[Pokazany fragment]

<<<<

Był pierwszym wojewodą, który regularnie odwiedzał powiat chrzanowski. 15 października Łukasz Kmita został wybrany na posła, w związku z czym w czwartek zrezygnował ze stanowiska. W specjalnym poście pożegnał się z mieszkańcami Małopolski i ujawnił, kto przejmie jego obowiązki.
– Szanowni Państwo! Drodzy Małopolanie! To był zaszczyt. To była wielka duma. To był honor. Być wojewodą małopolskim. Stać na czele administracji rządowej w terenie – w najpiękniejszym z województw. Opiekować się miejscem z takimi szlachetnymi korzeniami i tak wielkim potencjałem.
– napisał w mediach społecznościowych dotychczasowy wojewoda małopolski Łukasz Kmita. Zauważył, że ostatnie lata to czas wielu wyzwań, także na ziemi chrzanowskiej:
– Pandemia przyniosła nam wszystkim świadomość, jak nieprzewidywalny i zmienny jest świat oraz jak łatwo utracić zdrowie, a wraz z nim poczucie bezpieczeństwa. Wojna na Ukrainie przypomniała, że pokój jest najważniejszy, a zarazem kruchy. A to przecież nie wszystko. Równolegle mieliśmy do czynienia z milionem bieżących spraw administracyjnych – mniej lub bardziej ważnych. A do tego – powodzie, wichury, pożary, osuwiska, zapadliska (…)

>>>>

[Zapisane dane]
<<<<

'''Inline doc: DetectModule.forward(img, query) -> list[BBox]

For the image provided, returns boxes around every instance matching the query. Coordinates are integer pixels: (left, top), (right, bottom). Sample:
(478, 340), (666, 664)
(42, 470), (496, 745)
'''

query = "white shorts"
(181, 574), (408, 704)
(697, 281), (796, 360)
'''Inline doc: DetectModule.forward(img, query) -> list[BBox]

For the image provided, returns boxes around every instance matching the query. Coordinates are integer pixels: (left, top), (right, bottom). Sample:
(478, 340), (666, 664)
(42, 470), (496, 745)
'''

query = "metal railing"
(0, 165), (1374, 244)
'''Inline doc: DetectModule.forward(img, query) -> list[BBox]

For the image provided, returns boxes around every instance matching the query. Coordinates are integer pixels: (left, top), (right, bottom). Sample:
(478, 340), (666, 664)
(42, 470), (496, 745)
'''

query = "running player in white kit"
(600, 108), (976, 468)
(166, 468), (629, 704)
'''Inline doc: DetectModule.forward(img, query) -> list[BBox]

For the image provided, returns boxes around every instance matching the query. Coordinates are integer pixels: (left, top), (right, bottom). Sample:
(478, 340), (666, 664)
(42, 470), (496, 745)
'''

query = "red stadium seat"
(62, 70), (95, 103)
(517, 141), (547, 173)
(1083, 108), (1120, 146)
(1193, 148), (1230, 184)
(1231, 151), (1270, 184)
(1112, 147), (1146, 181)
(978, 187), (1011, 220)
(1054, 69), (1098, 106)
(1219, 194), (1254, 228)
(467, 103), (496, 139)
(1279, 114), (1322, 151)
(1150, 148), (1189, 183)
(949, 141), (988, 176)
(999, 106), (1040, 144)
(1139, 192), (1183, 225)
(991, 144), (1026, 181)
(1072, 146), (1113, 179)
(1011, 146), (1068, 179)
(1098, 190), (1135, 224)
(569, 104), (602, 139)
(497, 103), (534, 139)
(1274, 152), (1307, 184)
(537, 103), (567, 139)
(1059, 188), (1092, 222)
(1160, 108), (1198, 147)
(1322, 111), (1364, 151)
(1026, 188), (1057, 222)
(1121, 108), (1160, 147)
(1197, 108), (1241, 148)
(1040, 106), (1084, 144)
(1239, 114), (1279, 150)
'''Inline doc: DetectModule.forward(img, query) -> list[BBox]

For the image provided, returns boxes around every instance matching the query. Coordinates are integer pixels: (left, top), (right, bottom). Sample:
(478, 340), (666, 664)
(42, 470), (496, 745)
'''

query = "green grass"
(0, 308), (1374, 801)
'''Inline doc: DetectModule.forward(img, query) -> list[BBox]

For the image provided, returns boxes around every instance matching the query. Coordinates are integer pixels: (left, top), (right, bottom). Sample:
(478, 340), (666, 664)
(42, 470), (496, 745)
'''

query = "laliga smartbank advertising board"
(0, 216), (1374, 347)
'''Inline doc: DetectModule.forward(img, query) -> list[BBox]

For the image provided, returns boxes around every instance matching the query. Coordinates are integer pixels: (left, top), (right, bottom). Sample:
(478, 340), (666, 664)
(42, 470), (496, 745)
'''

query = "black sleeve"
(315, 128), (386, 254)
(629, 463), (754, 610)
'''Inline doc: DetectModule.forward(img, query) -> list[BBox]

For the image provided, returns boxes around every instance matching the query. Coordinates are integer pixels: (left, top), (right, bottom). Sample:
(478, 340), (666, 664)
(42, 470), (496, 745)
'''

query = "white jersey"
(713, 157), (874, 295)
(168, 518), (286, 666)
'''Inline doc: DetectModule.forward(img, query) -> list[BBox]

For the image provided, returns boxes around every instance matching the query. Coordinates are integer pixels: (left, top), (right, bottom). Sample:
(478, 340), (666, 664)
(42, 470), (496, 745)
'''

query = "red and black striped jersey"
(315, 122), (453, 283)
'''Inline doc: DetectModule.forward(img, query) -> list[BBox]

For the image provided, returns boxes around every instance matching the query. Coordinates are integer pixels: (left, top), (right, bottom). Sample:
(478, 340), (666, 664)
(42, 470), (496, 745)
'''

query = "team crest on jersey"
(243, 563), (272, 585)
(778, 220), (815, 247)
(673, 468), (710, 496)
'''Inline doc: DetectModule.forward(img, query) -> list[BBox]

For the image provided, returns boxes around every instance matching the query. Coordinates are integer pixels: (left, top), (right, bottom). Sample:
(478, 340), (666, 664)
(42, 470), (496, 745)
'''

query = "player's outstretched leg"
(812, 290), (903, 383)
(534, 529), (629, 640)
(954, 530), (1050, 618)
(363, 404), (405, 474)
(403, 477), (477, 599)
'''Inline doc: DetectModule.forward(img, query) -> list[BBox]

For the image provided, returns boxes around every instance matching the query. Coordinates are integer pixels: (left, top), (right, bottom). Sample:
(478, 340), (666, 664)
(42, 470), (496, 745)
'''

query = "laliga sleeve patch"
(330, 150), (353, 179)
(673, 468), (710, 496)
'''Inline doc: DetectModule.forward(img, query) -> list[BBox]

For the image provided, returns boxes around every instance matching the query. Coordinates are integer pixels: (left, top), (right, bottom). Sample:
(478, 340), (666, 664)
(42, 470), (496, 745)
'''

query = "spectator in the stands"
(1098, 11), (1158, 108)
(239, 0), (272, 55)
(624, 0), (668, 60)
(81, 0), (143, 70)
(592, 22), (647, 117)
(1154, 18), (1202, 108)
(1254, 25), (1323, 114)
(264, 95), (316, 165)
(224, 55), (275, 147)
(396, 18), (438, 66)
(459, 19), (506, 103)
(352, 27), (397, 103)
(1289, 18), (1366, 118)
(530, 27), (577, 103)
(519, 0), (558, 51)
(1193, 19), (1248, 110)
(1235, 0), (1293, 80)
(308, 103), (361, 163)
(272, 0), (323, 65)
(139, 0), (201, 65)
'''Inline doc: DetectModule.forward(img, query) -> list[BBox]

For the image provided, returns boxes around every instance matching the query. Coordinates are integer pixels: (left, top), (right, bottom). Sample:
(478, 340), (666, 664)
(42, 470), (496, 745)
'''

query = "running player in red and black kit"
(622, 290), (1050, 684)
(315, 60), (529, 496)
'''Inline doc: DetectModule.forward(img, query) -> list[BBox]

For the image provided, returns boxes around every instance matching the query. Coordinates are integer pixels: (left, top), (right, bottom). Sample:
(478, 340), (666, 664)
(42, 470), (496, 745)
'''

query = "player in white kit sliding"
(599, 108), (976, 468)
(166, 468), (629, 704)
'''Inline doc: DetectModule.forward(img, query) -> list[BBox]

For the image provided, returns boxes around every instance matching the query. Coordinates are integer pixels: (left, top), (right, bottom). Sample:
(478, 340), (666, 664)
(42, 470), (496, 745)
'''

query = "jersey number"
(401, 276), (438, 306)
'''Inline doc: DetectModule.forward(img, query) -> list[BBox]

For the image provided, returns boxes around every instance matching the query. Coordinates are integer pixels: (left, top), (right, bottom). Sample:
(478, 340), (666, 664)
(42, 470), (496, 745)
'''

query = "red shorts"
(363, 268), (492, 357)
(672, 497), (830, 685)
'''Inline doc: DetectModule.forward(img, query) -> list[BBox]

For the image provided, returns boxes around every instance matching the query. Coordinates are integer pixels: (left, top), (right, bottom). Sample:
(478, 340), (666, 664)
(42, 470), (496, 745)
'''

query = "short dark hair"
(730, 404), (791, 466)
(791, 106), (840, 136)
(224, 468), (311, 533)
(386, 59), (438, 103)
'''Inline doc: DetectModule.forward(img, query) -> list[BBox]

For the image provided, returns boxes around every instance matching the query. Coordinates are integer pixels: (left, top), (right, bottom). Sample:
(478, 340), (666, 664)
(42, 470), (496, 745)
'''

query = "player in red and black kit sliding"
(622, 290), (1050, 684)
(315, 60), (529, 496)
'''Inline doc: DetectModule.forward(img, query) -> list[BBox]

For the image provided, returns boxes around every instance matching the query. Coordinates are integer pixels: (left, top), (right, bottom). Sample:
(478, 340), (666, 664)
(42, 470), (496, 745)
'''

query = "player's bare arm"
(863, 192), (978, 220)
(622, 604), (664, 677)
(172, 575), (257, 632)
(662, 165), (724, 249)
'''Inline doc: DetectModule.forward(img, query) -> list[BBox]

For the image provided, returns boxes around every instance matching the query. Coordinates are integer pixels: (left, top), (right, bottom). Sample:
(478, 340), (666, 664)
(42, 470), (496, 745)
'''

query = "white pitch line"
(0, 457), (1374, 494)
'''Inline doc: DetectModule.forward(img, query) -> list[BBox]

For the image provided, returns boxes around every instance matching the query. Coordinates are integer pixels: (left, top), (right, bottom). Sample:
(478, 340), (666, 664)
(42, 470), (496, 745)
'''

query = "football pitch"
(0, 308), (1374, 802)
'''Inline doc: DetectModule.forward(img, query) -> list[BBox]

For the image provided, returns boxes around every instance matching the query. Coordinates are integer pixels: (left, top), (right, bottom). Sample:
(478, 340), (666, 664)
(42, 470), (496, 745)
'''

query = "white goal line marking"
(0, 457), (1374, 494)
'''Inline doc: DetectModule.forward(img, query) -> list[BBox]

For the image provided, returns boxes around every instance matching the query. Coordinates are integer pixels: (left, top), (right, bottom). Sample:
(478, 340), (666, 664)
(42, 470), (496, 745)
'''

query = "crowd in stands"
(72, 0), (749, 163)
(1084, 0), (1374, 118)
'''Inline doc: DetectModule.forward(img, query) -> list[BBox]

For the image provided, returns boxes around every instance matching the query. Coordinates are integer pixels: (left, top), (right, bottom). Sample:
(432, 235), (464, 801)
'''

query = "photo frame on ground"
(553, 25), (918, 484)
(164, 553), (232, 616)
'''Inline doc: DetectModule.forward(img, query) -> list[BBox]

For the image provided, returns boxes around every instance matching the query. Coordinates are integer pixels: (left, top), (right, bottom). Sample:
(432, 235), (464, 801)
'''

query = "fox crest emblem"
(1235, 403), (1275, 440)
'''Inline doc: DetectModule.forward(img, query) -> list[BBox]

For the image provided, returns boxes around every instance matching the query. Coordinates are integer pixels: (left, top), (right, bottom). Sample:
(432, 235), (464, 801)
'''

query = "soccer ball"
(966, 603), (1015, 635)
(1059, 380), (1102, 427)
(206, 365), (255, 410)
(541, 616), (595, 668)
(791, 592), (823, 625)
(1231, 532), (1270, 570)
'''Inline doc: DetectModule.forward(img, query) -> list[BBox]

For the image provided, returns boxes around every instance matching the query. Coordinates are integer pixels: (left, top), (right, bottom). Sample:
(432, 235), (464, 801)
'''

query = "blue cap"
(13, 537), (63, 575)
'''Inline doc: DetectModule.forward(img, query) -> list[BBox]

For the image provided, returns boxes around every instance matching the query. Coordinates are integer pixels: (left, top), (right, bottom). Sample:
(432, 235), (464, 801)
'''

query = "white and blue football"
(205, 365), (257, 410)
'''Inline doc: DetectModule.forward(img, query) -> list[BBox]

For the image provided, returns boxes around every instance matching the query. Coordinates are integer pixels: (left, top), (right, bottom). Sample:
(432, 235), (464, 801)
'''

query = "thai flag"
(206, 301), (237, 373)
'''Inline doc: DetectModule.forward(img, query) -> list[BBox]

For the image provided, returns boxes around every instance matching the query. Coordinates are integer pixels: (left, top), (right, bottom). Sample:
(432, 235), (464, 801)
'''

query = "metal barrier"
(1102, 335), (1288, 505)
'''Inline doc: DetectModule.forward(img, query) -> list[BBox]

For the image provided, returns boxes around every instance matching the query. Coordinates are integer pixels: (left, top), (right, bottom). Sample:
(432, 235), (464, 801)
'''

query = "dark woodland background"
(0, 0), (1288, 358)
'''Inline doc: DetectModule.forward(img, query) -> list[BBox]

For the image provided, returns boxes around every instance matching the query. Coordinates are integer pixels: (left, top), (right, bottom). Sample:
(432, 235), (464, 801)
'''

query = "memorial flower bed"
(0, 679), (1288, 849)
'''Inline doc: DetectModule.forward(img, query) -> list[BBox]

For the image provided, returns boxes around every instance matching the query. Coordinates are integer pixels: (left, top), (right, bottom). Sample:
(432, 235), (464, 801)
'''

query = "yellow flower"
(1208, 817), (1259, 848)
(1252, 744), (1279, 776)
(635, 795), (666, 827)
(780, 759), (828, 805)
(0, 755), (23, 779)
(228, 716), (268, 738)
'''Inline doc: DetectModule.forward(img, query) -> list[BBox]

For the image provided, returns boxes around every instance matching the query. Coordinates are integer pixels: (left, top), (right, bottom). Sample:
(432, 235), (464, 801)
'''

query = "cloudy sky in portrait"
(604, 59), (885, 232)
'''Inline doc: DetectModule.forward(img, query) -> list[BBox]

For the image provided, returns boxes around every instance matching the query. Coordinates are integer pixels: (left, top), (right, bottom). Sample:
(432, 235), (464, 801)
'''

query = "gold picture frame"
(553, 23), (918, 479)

>>>>

[Ćwiczenia]
1 - Którego dnia Łukasz Kmita został wybrany na posła według tekstu o jego rezygnacji z funkcji wojewody?
2 - Dopisz dalszą część tekstu o rezygnacji Łukasza Kmity z funkcji wojewody, zaczynając zaraz po jego ostatnim zdaniu.

[Odpowiedzi]
1 - 15 października.

2 -
– wylicza świeżo upieczony poseł. W czwartkowym wpisie poinformował też, kto przejął jego obowiązki w związku ze złożoną rezygnacją.
– Przede mną nowe zadania. Niebawem obejmę mandat posła na Sejm Rzeczypospolitej Polskiej. Ze względów formalnych dziś moja rezygnacja ze stanowiska wojewody została przyjęta. Zadania w najbliższym czasie będą realizowane przez Panów Wicewojewodów.
Wicewojewodami Małopolski są obecnie Ryszard Pagacz i Mateusz Małodziński. Będą oni pełnić obowiązki do czasu powołania nowego rządu. Z kolei nazwisko nowego wojewody powinniśmy poznać jeszcze w tym roku. Wyznaczy go premier, którym – na co wszystko wskazuje – zostanie lider nowej sejmowej większości, Donald Tusk.
Nieoficjalnie mówi się, że stanowisko wojewody w Małopolsce ma przypaść reprezentantowi Trzeciej Drogi.